● **Source**
He wanted to “break shit.”
And so he did. Now everyone knows what Guy Vidra meant when he referred to himself as a “wartime CEO” at The New Republic and what, exactly, he wanted to break: The New Republic is not likely to recover from the sacking of top editor Franklin Foer and literary editor Leon Wiesieltier, followed within hours by the resignations of Ryan Lizza, Adam Kirsch, Julia Ioffe, and six more of the dozen editors, with contributing editors Anne Applebaum, Paul Berman, William Deresiewicz, Helen Vendler, and others asking to be dropped from the masthead – altogether 55 exoduses, at last count. The debacle was accompanied by lamentations all across the political spectrum, for although the New Republic has a reputation as a “progressive” magazine, it was one of the few that gave a podium to intelligent voices of all ideological ilk, a truly needed service in an increasingly acrimonious and divisive society.
The New Republic is moving to New York, although it will continue to maintain a Washington, D.C., office. It will also cut its publication frequency in half, publishing just 10 print issues a year. Vidra’s announcement of the changes was thick with jargon and clichés: “re-imagining The New Republic as a vertically integrated digital media company,” among them. Vidra, formerly general manager of Yahoo News, has the support of Facebook co-founder Chris Hughes, who acquired TNR in 2012 at the age of 28. They both talk about about “content” and “platforms” and “brands,” and have taken the magazine in a more clearly ideological direction, designed to boost page views.

● **Recorded data**
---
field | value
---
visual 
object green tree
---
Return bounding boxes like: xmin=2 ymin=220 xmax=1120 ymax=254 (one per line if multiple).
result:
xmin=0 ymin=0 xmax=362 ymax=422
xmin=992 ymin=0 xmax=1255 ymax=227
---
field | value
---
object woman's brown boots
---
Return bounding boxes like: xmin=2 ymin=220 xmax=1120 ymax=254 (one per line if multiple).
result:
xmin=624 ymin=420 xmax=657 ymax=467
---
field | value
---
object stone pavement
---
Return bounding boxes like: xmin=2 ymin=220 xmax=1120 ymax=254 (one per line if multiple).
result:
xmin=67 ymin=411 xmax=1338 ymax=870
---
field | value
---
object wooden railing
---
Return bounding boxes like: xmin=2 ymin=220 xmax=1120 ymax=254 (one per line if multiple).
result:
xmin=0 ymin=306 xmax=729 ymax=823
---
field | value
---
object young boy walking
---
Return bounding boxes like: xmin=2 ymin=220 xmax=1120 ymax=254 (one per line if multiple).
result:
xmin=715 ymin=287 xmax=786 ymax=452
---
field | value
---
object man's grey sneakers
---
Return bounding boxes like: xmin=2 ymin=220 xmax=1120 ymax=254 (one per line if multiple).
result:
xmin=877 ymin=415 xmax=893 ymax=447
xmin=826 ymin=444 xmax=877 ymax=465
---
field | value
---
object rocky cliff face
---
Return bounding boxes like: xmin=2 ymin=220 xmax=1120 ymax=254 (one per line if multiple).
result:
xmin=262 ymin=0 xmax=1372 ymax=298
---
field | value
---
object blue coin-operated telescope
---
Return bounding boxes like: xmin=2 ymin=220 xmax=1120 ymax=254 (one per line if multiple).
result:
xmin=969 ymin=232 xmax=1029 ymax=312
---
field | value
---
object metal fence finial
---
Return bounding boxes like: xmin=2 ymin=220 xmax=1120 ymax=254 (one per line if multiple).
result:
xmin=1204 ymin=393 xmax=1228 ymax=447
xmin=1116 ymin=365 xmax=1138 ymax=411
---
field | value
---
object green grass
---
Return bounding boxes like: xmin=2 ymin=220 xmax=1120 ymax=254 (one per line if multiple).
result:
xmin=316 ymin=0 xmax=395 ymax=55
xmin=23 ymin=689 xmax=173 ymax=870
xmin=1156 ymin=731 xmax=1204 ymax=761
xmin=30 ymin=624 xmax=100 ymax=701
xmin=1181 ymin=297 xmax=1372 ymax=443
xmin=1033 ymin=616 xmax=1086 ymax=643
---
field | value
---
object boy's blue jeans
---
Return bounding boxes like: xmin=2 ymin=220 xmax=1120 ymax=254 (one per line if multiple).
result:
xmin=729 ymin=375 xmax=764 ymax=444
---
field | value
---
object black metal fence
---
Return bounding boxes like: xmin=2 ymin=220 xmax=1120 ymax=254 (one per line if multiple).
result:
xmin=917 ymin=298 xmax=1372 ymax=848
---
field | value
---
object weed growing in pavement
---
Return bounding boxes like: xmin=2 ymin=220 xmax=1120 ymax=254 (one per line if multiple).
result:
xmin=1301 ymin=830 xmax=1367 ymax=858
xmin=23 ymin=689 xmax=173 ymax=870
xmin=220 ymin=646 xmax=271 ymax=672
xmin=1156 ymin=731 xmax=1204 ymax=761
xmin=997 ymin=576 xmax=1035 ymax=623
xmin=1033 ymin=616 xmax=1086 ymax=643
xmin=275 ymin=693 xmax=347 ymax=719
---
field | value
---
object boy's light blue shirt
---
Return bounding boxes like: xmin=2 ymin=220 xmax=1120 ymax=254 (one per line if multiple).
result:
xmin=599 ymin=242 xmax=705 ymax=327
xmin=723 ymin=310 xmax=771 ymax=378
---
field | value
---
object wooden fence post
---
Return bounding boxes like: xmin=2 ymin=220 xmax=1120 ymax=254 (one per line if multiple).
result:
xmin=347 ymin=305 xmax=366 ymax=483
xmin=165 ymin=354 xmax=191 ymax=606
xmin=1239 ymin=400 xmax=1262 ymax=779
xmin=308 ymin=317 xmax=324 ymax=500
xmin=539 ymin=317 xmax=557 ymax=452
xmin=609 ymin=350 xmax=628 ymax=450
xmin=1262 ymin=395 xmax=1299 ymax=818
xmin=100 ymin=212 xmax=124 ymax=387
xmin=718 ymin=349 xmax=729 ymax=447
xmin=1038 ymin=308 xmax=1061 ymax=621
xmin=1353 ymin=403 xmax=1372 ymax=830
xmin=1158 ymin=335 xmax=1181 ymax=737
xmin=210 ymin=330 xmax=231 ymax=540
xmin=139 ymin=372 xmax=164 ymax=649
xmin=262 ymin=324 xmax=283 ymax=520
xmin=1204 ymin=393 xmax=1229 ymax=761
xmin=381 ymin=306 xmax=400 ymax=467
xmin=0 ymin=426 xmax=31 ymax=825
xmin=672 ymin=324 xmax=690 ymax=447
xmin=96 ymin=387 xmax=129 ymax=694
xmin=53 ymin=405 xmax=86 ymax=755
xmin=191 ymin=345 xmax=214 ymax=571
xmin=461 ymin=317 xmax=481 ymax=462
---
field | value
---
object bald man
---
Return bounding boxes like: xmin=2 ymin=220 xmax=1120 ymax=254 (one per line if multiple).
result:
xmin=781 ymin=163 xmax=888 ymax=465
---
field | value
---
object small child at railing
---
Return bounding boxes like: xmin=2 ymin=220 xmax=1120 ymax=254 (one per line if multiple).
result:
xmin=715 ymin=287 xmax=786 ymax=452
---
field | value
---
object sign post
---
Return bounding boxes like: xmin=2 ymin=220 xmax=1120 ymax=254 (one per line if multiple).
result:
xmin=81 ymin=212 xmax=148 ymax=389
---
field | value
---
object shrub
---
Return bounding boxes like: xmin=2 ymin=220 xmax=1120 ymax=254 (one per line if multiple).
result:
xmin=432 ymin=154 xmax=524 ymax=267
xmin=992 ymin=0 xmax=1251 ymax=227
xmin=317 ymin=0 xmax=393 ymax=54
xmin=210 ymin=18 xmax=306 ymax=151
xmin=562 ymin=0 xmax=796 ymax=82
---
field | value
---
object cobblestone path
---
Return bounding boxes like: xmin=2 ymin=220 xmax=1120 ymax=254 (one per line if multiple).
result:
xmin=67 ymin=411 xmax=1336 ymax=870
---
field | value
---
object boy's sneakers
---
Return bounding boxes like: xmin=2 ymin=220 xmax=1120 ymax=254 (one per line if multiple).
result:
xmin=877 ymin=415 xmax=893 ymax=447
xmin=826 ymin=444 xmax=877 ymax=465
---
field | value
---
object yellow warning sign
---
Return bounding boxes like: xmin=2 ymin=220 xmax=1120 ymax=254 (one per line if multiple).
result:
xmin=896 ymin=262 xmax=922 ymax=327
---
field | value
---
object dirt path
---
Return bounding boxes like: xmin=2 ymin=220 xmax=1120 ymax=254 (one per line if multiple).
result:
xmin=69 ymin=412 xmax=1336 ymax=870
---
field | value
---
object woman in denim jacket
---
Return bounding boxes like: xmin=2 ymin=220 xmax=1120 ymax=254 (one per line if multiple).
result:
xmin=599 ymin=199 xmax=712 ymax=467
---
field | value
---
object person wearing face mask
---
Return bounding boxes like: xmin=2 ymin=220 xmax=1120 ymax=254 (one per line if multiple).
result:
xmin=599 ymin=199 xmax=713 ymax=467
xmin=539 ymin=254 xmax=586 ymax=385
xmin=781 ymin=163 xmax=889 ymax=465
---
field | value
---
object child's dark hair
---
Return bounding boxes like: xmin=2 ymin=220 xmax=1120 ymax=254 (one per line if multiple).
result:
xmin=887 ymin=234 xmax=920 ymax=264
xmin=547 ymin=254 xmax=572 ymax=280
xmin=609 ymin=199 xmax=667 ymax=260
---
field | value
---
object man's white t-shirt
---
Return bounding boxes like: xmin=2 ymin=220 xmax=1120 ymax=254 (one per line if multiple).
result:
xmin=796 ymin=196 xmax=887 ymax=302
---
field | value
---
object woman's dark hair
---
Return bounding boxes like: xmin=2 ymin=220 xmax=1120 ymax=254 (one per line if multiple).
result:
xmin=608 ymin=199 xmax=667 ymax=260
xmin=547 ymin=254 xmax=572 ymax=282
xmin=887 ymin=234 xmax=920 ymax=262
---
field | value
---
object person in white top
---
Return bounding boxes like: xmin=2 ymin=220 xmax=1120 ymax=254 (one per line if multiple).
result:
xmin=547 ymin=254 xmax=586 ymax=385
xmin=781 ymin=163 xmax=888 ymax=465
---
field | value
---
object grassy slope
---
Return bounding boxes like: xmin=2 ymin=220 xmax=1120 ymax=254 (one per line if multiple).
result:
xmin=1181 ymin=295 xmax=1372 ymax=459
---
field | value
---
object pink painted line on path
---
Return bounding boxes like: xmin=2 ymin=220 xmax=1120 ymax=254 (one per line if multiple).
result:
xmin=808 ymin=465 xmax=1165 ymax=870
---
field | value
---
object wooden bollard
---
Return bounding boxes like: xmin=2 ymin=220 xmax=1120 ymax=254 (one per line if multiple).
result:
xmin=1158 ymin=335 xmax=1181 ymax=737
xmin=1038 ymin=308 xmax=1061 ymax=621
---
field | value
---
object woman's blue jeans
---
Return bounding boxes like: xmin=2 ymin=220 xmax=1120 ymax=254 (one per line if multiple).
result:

● **Required tasks**
1. Reproduce the records from their first line through the line containing "xmin=67 ymin=411 xmax=1338 ymax=870", both ends included.
2. Continue the article about the upheaval at The New Republic from the point where it stops.
The text and the records come from separate, unrelated sources.

● **Responses to the exercise**
1.
---
field | value
---
visual 
object green tree
---
Return bounding boxes like: xmin=2 ymin=220 xmax=1120 ymax=254 (one per line if multiple).
result:
xmin=0 ymin=0 xmax=362 ymax=422
xmin=992 ymin=0 xmax=1255 ymax=227
---
field | value
---
object woman's brown boots
---
Return bounding boxes like: xmin=2 ymin=220 xmax=1120 ymax=254 (one per line if multiple).
result:
xmin=624 ymin=420 xmax=657 ymax=467
---
field | value
---
object stone pavement
---
Return bounding boxes like: xmin=2 ymin=220 xmax=1120 ymax=254 (one per line if multiple).
result:
xmin=67 ymin=411 xmax=1338 ymax=870

2.
“Assuming Chris really does plan to dumb it down in the name of clicks, what’s maddening is the way he has betrayed the premise on which he bought it. It’s like buying a historic Victorian mansion with the promise of preserving it — and then carving it into condos two years later,” one former longtime TNR staffer told Politico. “I hope Chris realizes how much intellectual firepower he’s losing here — and how hard it is to fake intellectual substance,” the former staffer said. “It makes no sense to publish clickbait under the TNR name (again, if that’s really his plan), you might as well just build a new thing from scratch.”
At this point, saving TNR will not be done by will alone. It takes more than ideology and snark to produce something that endures. You cannot buy gravitas, any more than you can buy reputation. What’s missing is what Czesław Miłosz used to call “piety” – a feeling of hierarchy of value in works of art and works of literature – or perhaps what Susan Sontag called “an education of the heart.”
It has less to do with education and more with a certain amount of living, suffering, patience, tenacity, endurance, wisdom, and the willingness to pay, pay, pay (and I don’t mean with cash). My concern is that people such as Hughes and Vidra have no idea what it means to be caretakers of a century-old literary institution. It would take them a good deal of effort to get to the cultural level they already think they inhabit. Meanwhile, people being imitative creatures, the cheesy values spread and will accelerate a rush to the bottom.
Our culture is being taken over by children. While the young have always given the heave-ho to their elders, usually the elders held the purse-strings. The world has never been short of wealthy, arrogant youth, of course, but usually it was inherited, and depended on parental approval and generosity. With our technological era, the checks and balances are gone: an unimaginable wealth has shifted to kids who understand the weight and price of many things, but the value of nothing. A younger generation tests the limits, because historically, the guardrails have held. They don’t always. If you’re old enough, you’ve seen that, too.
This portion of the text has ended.